**EXERCISE**
Every record must be written out once more, with nothing added or omitted.

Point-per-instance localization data
____

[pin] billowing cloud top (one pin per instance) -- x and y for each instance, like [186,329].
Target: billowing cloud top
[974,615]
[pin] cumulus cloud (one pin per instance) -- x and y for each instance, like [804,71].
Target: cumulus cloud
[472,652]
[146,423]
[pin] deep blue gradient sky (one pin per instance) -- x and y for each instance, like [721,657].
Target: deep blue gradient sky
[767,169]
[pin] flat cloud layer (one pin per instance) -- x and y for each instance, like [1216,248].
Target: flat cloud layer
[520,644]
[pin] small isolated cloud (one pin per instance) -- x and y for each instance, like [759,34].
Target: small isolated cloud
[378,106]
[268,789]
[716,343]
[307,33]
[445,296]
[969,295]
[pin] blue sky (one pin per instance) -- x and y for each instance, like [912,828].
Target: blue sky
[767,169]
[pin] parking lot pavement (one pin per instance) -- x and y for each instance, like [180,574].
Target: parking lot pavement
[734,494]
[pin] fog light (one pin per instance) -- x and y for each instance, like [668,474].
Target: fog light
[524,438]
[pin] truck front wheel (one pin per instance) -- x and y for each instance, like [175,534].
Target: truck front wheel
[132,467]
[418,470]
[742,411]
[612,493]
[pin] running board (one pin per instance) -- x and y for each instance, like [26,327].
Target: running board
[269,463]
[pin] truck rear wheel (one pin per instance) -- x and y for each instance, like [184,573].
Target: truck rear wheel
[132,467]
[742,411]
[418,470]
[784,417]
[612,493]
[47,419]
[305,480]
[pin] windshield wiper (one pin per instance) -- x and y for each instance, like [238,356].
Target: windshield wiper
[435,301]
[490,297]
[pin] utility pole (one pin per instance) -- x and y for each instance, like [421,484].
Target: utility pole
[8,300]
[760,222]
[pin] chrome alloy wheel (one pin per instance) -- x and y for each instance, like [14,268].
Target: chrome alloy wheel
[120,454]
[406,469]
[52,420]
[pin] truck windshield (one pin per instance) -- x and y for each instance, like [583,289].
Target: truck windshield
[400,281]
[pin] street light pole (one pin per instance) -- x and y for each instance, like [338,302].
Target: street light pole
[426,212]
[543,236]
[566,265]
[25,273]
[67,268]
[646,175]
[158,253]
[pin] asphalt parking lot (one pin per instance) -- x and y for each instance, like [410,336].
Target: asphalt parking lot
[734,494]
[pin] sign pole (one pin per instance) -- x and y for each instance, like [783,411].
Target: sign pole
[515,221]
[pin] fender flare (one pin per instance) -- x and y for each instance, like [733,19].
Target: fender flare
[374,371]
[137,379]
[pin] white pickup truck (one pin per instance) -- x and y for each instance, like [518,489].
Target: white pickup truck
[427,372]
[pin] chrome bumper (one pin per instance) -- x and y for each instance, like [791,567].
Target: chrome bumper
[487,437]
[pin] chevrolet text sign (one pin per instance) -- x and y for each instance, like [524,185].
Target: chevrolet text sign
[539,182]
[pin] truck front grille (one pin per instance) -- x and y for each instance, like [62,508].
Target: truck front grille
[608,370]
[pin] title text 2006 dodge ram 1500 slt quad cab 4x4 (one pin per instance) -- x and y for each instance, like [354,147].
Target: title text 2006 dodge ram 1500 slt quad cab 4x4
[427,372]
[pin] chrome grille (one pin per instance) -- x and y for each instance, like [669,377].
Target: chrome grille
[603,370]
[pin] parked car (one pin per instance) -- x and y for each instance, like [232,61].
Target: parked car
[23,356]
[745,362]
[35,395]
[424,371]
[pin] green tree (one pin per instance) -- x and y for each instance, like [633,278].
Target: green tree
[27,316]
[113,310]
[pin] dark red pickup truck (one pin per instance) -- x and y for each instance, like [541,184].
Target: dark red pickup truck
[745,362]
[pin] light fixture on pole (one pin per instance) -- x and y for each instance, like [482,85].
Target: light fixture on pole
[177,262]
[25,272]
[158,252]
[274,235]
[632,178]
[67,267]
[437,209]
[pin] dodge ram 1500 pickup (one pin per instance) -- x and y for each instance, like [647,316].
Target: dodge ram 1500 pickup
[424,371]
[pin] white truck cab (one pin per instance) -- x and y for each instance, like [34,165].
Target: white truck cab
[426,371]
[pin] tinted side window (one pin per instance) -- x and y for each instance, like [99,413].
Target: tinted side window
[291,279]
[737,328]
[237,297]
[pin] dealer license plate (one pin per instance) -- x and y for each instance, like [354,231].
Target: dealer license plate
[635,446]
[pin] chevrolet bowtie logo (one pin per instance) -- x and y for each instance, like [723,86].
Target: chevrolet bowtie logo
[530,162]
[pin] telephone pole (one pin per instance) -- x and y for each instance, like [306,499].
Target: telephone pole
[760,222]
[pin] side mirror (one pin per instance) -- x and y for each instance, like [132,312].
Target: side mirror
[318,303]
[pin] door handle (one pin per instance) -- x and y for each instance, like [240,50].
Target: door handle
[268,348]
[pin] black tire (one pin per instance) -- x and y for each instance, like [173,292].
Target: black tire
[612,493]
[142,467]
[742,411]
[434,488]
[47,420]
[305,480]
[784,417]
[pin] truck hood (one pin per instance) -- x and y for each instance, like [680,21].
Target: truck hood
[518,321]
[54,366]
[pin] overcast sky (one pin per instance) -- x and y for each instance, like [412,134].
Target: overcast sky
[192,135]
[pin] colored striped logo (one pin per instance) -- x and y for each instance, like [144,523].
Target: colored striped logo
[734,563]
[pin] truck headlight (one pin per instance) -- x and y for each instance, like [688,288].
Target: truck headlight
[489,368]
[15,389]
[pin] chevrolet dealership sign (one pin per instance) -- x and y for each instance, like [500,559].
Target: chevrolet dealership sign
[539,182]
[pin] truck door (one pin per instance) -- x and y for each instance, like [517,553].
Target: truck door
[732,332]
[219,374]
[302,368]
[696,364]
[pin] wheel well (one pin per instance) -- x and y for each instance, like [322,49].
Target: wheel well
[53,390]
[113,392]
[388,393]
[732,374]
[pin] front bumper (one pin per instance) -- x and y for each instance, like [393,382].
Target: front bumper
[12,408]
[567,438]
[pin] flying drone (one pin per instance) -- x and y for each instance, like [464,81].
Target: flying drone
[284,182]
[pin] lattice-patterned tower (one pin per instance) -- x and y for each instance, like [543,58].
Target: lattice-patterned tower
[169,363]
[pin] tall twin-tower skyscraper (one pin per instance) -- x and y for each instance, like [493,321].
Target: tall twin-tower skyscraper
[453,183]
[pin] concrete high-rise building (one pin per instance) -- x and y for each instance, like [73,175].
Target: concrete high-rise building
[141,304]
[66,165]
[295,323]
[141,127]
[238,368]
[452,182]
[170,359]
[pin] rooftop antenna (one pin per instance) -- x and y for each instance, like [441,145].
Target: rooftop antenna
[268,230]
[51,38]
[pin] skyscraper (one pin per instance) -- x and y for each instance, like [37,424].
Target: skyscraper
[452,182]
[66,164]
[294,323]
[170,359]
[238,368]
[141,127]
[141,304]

____

**RESPONSE FOR THIS EXERCISE**
[pin] billowing cloud top (one pin per instance) -- x and y for each instance, like [186,329].
Target: billowing cloud top
[974,615]
[pin] cumulus cloud (one pin per instance) -- x and y for each instance, like [804,71].
Target: cumulus cloud
[472,652]
[146,423]
[pin] deep blue gradient sky (one pin per instance) -- x and y for each instance, like [721,657].
Target: deep blue gradient sky
[767,169]
[pin] flat cloud layer (one pin per instance) -- x and y for each instance, like [1216,248].
Target: flat cloud layer
[520,644]
[pin] small isolated cloud (one pin per instance) -- x and y for each instance, like [759,34].
Target: small isolated cloud
[378,106]
[268,789]
[716,343]
[307,33]
[445,296]
[969,295]
[pin] blue sky (one pin per instance) -- x and y for each instance, like [912,828].
Target: blue sky
[767,169]
[pin] parking lot pavement (one pin per instance) -- x and y for each instance, like [180,574].
Target: parking lot pavement
[734,494]
[pin] fog light (one pin per instance) -- x and y for each instance, like [668,474].
Target: fog light
[524,438]
[pin] truck front wheel (one pin per instance) -- x and y for each instance, like [175,534].
Target: truck front wheel
[132,467]
[418,470]
[742,411]
[612,493]
[pin] running board (one pin per instance) -- x and y for each instance, like [26,327].
Target: running board
[269,463]
[pin] truck rear wheel (one pin per instance) -- x and y for each instance, like [184,573].
Target: truck rear wheel
[132,467]
[742,411]
[418,470]
[784,417]
[612,493]
[47,419]
[305,480]
[pin] windshield wiper (one pin per instance) -- x and y for each instance, like [238,356].
Target: windshield wiper
[435,301]
[490,297]
[pin] utility pole (one pin per instance) -- x and y for each instance, like [421,484].
Target: utility pole
[8,300]
[760,222]
[pin] chrome alloy wheel (one pin per instance) -- x and y for each instance, like [14,268].
Target: chrome alloy wheel
[120,454]
[406,469]
[52,420]
[pin] truck windshield (one pin per instance) -- x and y for each instance, like [583,289].
Target: truck windshield
[400,281]
[pin] street light pole (one pin per instance) -- x and y for each instance, like [338,302].
Target: street light pole
[426,212]
[543,236]
[566,265]
[25,273]
[67,268]
[646,175]
[158,253]
[pin] asphalt parking lot (one pin per instance) -- x and y for each instance, like [410,336].
Target: asphalt parking lot
[734,494]
[pin] sign pole (one pin per instance) -- x and y for each instance, like [783,411].
Target: sign pole
[515,221]
[pin] fender flare (one pin per instance) -- x and y for each instance, like [733,19].
Target: fender flare
[374,371]
[137,379]
[pin] white pickup truck (one pin per instance) -- x and y for each instance, like [518,489].
Target: white pickup truck
[427,372]
[pin] chrome bumper (one pin per instance) -- x and y for each instance, like [791,567].
Target: chrome bumper
[487,437]
[pin] chevrolet text sign (one pin per instance) -- x and y for each instance, like [524,185].
Target: chevrolet text sign
[539,182]
[pin] truck front grille (one pin per instance) -- x and y for each instance, like [62,508].
Target: truck front grille
[608,370]
[pin] title text 2006 dodge ram 1500 slt quad cab 4x4 (one pin per instance) -- x and y for each instance, like [354,147].
Target: title text 2006 dodge ram 1500 slt quad cab 4x4
[427,372]
[pin] chrome grille (one pin per instance) -- x and y for each instance, like [669,377].
Target: chrome grille
[603,370]
[pin] parked car (one pin per instance) -- x and y for each instance, like [232,61].
Target: parked car
[23,356]
[745,362]
[35,395]
[424,371]
[pin] green tree (one pin per instance) -- x and y for each instance, like [633,278].
Target: green tree
[27,316]
[113,310]
[pin] dark red pickup truck (one pin per instance) -- x and y for each instance, like [541,184].
Target: dark red pickup truck
[745,362]
[pin] light fixture on pole (one pin per instance) -- x and y for each instance, like [482,85].
Target: light fixture on pole
[177,262]
[25,272]
[158,252]
[274,235]
[632,178]
[67,267]
[437,209]
[pin] dodge ram 1500 pickup (one pin per instance) -- x and y for each instance, like [647,316].
Target: dodge ram 1500 pickup
[424,371]
[pin] white truck cab (one pin per instance) -- x and y for each instance, like [34,165].
Target: white truck cab
[426,371]
[pin] tinted side window (one pin per instance) -- x and y for each instance, like [99,413].
Target: tinted side window
[291,279]
[737,328]
[237,297]
[pin] dealer license plate (one pin per instance) -- x and y for each instance, like [354,231].
Target: dealer license plate
[635,446]
[pin] chevrolet bowtie logo (one pin per instance) -- x and y for each instance, like [723,86].
Target: chevrolet bowtie logo
[530,162]
[pin] telephone pole (one pin per instance) -- x and y for each instance, like [306,499].
Target: telephone pole
[760,222]
[pin] side mirror (one pin per instance) -- x and y for each instance, like [132,312].
Target: side mirror
[318,303]
[pin] door handle (one pin per instance) -- x and y for each instance, like [240,50].
Target: door handle
[268,348]
[pin] black tire (one pin per instance) -- x and y for each instance, like [173,292].
Target: black tire
[612,493]
[142,467]
[742,411]
[434,488]
[47,420]
[305,480]
[784,417]
[pin] truck hood (one pin per instance) -- x and y for each instance, like [680,21].
Target: truck hood
[518,321]
[54,366]
[pin] overcast sky (one pin per instance) -- x and y for each instance, like [412,134].
Target: overcast sky
[192,135]
[pin] colored striped logo (one pin per instance) -- x and y for each instance, like [144,523].
Target: colored striped logo
[734,563]
[pin] truck headlight (one pin per instance) -- x and y for each instance, like [688,288].
Target: truck headlight
[489,368]
[15,389]
[pin] chevrolet dealership sign (one pin per instance) -- x and y for each instance, like [500,559].
Target: chevrolet dealership sign
[539,182]
[pin] truck door (one pin per instance) -- x and y for each instance, like [517,553].
Target: truck door
[732,332]
[219,374]
[302,368]
[696,364]
[pin] wheel well (one pin per instance) -- x and y for each instance, like [322,49].
Target: wheel well
[53,390]
[113,392]
[388,393]
[732,374]
[pin] front bumper (one pin per instance) -- x and y for each instance, like [393,382].
Target: front bumper
[12,408]
[567,438]
[pin] flying drone (one pin per instance) -- x and y for each instance, like [464,81].
Target: flying drone
[284,182]
[pin] lattice-patterned tower (one pin per instance) -- x and y for each instance, like [543,58].
Target: lattice-patterned tower
[169,363]
[pin] tall twin-tower skyscraper (one pin per instance) -- x and y for each instance, like [493,321].
Target: tall twin-tower skyscraper
[453,183]
[pin] concrete high-rise building (one pin per instance) -- x and y for each instance, like [73,175].
Target: concrete high-rise building
[141,304]
[66,165]
[295,323]
[141,127]
[238,368]
[452,182]
[170,359]
[pin] rooftop antenna (one pin per instance) -- x and y for each instance, like [441,145].
Target: rooftop antenna
[268,230]
[51,38]
[pin] skyscraper (one pin per instance) -- x and y for each instance, like [37,424].
Target: skyscraper
[452,182]
[66,164]
[294,323]
[170,359]
[238,368]
[141,127]
[141,304]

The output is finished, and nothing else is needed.